● **Prompt**: Provide an exact reproduction of every entry.

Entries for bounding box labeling
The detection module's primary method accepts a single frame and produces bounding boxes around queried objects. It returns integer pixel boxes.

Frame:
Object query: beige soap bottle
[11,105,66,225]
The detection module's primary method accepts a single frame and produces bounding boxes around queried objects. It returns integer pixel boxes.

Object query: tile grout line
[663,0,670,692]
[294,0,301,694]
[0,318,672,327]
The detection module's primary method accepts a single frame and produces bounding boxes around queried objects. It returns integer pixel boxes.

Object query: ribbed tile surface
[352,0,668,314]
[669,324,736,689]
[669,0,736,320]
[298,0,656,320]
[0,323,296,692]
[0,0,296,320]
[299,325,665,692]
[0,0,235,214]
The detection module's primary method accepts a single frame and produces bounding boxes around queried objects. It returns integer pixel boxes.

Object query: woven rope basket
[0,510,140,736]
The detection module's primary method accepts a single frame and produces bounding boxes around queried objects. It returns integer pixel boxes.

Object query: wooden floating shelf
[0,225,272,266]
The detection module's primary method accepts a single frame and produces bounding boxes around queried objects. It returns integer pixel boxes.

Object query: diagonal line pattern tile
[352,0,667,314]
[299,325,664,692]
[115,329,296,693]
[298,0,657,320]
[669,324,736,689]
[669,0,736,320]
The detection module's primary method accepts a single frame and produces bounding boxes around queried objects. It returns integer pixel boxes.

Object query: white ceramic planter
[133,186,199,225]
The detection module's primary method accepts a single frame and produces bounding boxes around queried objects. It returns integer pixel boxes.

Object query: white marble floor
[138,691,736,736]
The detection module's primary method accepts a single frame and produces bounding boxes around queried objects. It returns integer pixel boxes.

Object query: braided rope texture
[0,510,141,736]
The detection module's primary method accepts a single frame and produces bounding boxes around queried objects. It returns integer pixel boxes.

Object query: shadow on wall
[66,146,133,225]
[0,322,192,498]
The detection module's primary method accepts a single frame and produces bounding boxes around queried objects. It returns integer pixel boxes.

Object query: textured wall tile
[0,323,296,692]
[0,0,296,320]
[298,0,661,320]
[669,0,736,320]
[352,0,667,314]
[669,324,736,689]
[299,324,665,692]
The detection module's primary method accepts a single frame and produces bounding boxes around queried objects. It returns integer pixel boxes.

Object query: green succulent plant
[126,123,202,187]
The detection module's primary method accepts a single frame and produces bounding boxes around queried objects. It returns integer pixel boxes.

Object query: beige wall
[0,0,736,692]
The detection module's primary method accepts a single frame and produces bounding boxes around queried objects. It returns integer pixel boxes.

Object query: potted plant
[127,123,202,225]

● **The completed task**:
The detection module's primary method accepts a single frame and produces bounding boxes around queried objects. It returns integer pixel boxes.

Frame:
Object query: beige soap bottle
[11,105,66,225]
The detection module's primary method accepts a single frame and produces bounding boxes around queried objects. It returns integer pixel boxes.

Object query: tile grout line
[663,0,670,692]
[294,0,301,694]
[0,318,672,327]
The detection module's primary method accepts a single frame and produces bounding boxes around queried objects. It returns integer pixel boxes.

Object query: ribbed tile surface
[352,0,668,314]
[669,324,736,689]
[669,0,736,320]
[298,0,656,320]
[0,323,296,692]
[0,0,296,320]
[299,325,665,692]
[0,0,235,214]
The detection module's primary method accepts a single frame and produces bounding boxes around queried objects. It returns integer pixel boxes.

Object query: woven rope basket
[0,510,140,736]
The detection module's primary method accepts a single frame and produces bounding boxes around queried objects. It returns integer pixel boxes.

Object query: wooden floating shelf
[0,225,272,266]
The detection module's primary method accepts a single frame and produces bounding boxes around queried objects. It returns integer pixel boxes.

Object query: diagonal line pattern tile
[352,0,667,314]
[299,325,664,692]
[115,329,296,693]
[298,0,657,320]
[669,324,736,689]
[669,0,736,320]
The detection module's primary method accepts a single frame and produces bounding boxes around queried objects. It returns integer pixel boxes.

Object query: white ceramic planter
[133,186,199,225]
The detection module's primary method accepts a single frame and produces bounding boxes around queried objects. It returns integer pixel boxes.

Object query: white marble floor
[138,691,736,736]
The detection module's primary method accepts a single frame and produces bounding boxes around queried objects. It returns integer pixel boxes.

Object query: braided rope texture
[0,510,141,736]
The detection module's primary method accepts a single frame and produces bounding boxes around queried objects. It returns integer pixel boxes.

Object query: shadow on wall
[66,146,133,225]
[0,322,192,498]
The detection module's primary method accepts a single frame and produces bounding boxes around queried objects. It returns integer pixel boxes.

Object query: textured wall tile
[0,323,296,692]
[0,0,296,320]
[298,0,661,320]
[669,0,736,320]
[352,0,667,314]
[669,324,736,689]
[299,324,665,692]
The detection module's primary method accepts a single frame and produces bounding boxes around queried objects. It returns integer pixel boxes.

Object query: green succulent plant
[126,123,202,187]
The detection module's primary method accepts a single frame and produces bounding boxes around queried objects. It returns integer pixel boxes.

Object query: beige wall
[0,0,736,692]
The detection module's primary method accepts a single frame and produces bounding boxes around queried objects. It returns integer pixel boxes.

Object query: potted plant
[127,123,202,225]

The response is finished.